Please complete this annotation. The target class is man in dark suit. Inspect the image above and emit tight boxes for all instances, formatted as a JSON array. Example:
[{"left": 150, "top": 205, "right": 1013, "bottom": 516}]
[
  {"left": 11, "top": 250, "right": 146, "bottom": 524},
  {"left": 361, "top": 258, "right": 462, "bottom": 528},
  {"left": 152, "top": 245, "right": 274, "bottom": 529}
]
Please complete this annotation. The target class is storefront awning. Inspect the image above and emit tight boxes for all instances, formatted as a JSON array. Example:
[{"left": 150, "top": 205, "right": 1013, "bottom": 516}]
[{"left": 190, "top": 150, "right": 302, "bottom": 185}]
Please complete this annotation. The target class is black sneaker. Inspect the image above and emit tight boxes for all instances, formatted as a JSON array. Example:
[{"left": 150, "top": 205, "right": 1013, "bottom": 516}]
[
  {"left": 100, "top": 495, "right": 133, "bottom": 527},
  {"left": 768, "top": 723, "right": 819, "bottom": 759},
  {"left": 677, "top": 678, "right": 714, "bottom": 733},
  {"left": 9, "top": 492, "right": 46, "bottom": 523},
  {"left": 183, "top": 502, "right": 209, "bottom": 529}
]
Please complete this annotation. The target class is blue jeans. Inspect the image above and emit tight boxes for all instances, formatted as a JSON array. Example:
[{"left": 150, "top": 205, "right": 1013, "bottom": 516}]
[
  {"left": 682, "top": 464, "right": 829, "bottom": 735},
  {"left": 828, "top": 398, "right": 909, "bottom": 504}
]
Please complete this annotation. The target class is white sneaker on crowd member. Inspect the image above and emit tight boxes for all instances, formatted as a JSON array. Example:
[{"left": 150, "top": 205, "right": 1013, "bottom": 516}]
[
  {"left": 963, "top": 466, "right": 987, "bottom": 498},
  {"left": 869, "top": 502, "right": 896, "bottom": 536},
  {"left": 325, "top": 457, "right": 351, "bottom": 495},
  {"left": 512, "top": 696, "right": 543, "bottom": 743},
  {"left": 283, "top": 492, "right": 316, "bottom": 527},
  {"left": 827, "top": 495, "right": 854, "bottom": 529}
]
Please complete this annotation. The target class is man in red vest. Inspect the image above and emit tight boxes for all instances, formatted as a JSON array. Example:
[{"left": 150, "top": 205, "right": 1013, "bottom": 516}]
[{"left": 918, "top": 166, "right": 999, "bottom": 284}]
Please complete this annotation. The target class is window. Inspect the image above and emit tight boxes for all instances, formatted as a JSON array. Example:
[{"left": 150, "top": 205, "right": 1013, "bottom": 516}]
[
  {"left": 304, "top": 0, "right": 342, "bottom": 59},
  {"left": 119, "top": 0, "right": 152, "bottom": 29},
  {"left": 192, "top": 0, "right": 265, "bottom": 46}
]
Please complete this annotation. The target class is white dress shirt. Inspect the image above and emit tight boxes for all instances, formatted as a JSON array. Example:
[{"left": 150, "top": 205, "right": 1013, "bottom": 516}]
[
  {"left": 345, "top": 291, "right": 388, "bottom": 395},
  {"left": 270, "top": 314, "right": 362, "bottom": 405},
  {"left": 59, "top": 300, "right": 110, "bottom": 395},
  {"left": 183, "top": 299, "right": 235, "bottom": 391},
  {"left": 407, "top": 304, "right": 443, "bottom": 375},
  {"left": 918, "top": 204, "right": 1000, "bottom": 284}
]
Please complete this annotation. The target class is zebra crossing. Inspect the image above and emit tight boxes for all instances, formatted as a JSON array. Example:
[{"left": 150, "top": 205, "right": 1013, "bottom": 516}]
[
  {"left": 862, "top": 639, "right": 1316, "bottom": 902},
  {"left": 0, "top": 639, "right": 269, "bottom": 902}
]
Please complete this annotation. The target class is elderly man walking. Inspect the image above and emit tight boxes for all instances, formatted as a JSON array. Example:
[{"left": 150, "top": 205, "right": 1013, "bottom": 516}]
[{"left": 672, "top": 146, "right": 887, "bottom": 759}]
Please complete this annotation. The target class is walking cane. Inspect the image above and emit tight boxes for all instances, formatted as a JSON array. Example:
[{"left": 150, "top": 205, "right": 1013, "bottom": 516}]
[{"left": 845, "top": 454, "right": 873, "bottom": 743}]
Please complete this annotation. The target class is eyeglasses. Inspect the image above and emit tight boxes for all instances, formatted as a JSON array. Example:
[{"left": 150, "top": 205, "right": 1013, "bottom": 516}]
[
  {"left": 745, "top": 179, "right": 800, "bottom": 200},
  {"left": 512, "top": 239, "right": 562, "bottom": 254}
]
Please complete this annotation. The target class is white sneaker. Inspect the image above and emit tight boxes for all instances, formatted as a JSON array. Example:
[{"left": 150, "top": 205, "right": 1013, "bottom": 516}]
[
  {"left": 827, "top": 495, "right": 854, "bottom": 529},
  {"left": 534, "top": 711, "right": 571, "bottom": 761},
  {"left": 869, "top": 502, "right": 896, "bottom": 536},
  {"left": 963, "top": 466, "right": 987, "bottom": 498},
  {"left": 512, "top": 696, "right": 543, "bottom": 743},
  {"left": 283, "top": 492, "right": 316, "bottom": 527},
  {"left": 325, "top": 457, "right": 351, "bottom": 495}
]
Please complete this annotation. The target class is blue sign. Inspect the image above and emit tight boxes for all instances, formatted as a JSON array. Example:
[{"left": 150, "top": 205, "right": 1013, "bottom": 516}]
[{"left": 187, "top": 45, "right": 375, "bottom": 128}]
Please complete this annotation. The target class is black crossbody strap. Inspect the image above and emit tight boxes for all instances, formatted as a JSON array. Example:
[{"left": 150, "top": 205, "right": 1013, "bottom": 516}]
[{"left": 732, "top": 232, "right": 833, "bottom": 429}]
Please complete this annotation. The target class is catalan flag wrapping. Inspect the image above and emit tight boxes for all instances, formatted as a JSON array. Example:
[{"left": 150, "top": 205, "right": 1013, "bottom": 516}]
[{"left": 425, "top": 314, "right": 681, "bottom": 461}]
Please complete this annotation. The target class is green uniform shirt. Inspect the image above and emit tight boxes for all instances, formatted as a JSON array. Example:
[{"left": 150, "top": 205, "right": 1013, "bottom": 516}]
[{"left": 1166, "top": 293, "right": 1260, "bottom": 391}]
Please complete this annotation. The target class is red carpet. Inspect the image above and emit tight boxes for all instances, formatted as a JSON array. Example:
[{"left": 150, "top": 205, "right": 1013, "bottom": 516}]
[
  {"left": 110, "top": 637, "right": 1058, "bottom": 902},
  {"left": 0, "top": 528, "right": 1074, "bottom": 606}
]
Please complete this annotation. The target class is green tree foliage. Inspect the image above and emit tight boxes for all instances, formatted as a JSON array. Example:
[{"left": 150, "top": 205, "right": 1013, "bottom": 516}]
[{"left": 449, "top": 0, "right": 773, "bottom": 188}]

===

What the task asks: Tally the lines in the items above that contain the string "green". Reply with the count alone.

The reply: 2